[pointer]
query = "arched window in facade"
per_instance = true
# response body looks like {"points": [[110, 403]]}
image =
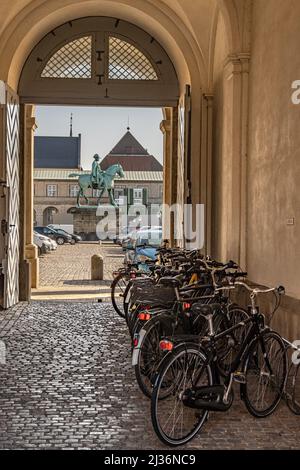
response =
{"points": [[48, 215], [99, 60]]}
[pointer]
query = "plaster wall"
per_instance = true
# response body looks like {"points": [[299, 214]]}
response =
{"points": [[220, 170], [273, 252]]}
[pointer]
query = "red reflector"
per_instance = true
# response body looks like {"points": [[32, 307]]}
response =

┄┄┄┄┄┄┄┄┄┄┄┄┄┄┄┄┄┄┄┄

Throughout the data above, copy all lines where the word "query" is found.

query = "arched window in facade"
query = "plaster wall"
query = "red reflector"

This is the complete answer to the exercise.